TEXT SECTION:
*-*-*

I’m not a woman, but everyone around me sees me a woman shaped. I’m like a hyena. People see my shape and go “oh that’s a type of dog!” But I am not a type of dog. I am a type of cat. Just like hyenas.
But I filled the ecological niche most often filled by a type of dog so people treated me like a dog for so long that even now, knowing I am a cat, I look at dogs doing dogs things or having dog problems and I reminisce.
I was not ever really a dog. But I was told I was a dog. I was just a tomcat-ish dog. I trusted them because they knew better. I had to be a dog because everyone said I was a dog. And then I learned that Hyenas are Feliformia and not Caniformia and I realized I was not a dog. But the people who spent my whole life telling me I was a dog and treating me like a dog just sort of never stopped. They used the right words, most of the time. But they look at me and still see a dog.
Anyways TLDR being non-binary is wild. I know I’m not a woman. But I was raised a girl. And then I grew up into a ‘woman’ before I learned I could be neither man nor woman and just be me. And I have moments where I relate with the struggles and joys of woman-ness and I find myself thinking “but I am not a woman.” Even tho I know it doesn’t matter and that’s not how it works. I just wish I could be a hyena and relate to common dog experiences without having to defend my being a cat.

*-*-*

JOBS:
(1) Reproduce the passage about being non-binary word for word, starting at "Anyways TLDR being" and ending at "being a cat.".
(2) In the passage about being non-binary, which group does the writer say hyenas belong to?
Rely only on the passage about being non-binary.

[Data listing]
*-*-*

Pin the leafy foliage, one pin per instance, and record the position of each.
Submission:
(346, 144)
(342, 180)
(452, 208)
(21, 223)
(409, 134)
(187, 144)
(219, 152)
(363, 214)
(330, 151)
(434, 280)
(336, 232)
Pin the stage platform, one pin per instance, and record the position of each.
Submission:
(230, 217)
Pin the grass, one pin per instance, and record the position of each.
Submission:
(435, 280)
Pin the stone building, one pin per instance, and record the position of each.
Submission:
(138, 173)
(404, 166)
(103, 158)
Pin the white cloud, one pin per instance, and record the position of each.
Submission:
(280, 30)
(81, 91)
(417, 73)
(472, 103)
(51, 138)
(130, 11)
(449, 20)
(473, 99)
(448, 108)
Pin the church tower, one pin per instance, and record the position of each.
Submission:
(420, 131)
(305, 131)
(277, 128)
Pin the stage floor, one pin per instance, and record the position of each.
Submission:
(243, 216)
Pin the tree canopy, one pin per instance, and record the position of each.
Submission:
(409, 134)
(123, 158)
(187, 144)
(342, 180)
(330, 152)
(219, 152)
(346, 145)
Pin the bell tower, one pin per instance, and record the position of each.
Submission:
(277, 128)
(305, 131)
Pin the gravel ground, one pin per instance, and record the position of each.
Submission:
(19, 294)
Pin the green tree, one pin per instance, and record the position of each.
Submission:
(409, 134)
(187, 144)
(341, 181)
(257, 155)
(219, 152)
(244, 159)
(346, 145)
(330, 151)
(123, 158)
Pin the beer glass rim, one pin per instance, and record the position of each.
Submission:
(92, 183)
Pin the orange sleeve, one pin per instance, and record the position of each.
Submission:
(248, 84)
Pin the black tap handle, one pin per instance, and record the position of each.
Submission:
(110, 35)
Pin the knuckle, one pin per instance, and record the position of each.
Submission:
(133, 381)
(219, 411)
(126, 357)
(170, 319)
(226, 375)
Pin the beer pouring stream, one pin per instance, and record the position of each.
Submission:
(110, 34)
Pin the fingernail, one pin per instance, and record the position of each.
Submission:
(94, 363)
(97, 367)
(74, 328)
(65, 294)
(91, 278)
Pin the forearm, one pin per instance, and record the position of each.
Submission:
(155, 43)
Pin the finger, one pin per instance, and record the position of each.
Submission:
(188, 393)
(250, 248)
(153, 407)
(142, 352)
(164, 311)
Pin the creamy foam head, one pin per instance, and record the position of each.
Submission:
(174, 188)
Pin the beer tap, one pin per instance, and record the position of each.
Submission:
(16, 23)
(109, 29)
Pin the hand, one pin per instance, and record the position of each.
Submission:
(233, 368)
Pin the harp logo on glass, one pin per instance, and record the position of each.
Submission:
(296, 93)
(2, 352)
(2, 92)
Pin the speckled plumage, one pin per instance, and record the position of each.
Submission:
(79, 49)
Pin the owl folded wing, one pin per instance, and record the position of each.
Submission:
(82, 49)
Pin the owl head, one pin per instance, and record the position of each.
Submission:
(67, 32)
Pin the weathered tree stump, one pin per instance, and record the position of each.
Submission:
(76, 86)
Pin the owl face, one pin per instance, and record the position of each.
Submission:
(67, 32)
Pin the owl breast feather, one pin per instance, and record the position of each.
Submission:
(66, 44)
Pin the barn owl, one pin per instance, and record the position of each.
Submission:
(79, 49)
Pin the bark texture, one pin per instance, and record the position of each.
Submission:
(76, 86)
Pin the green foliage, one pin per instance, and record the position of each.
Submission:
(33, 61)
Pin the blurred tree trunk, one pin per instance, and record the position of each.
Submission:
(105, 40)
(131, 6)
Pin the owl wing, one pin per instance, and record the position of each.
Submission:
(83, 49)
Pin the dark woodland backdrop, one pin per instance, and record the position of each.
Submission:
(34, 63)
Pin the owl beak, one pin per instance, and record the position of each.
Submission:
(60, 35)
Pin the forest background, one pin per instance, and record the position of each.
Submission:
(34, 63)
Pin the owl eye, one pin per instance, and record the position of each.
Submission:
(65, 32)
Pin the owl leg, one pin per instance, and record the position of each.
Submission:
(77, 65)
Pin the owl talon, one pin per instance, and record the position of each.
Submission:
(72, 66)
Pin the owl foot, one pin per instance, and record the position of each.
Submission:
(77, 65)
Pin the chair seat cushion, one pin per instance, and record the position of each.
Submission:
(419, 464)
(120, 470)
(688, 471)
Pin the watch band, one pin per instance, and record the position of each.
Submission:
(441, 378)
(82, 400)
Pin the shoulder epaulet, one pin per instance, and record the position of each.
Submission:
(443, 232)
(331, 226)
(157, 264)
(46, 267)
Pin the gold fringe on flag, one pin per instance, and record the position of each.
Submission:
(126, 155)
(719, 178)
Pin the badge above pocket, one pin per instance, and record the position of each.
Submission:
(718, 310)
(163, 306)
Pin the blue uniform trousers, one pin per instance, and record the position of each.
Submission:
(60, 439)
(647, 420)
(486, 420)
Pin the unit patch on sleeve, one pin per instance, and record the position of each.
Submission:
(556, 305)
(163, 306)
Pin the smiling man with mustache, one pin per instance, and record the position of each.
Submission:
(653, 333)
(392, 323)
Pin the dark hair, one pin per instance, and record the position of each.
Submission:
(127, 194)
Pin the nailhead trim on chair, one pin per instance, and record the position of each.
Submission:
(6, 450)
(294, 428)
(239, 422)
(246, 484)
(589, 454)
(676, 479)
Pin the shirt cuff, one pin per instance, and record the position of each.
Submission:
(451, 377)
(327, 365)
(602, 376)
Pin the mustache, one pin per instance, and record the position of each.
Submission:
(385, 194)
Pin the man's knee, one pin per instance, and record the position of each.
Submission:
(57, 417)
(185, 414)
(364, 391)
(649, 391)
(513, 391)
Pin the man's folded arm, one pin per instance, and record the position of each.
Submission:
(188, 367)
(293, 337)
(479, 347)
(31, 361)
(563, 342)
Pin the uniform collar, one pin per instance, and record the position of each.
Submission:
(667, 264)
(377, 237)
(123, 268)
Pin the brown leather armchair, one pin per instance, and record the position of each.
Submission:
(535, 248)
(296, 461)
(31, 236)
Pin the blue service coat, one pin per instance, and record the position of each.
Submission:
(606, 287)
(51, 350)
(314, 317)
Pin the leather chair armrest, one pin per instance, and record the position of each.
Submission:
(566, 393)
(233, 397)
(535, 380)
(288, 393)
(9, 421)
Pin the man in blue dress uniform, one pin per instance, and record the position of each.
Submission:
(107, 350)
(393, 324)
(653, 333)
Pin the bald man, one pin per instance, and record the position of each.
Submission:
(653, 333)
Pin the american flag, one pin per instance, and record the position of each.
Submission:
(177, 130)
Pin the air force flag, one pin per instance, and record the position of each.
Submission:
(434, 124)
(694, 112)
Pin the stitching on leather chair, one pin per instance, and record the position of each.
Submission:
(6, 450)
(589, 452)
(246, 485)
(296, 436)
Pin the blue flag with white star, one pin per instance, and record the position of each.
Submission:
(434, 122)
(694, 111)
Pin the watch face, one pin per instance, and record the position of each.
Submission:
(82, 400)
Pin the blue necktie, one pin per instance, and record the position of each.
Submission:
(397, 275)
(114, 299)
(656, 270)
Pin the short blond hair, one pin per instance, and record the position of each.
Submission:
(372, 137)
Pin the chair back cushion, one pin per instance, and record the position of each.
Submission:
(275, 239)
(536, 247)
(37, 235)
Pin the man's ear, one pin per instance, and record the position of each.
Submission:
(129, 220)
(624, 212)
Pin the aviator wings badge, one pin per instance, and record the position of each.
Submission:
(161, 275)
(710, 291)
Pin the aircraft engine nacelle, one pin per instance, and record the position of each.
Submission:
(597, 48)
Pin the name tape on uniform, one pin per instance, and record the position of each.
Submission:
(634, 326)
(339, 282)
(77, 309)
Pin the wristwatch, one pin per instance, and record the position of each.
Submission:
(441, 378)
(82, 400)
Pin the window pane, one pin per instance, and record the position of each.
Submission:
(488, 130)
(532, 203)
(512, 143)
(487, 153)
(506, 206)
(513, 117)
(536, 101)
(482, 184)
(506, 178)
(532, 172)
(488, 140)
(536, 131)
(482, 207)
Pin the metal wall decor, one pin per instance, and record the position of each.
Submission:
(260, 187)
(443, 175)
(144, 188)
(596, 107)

*-*-*

TASK-BY-TASK SOLUTIONS:
(1)
Anyways TLDR being non-binary is wild. I know I’m not a woman. But I was raised a girl. And then I grew up into a ‘woman’ before I learned I could be neither man nor woman and just be me. And I have moments where I relate with the struggles and joys of woman-ness and I find myself thinking “but I am not a woman.” Even tho I know it doesn’t matter and that’s not how it works. I just wish I could be a hyena and relate to common dog experiences without having to defend my being a cat.

(2) Feliformia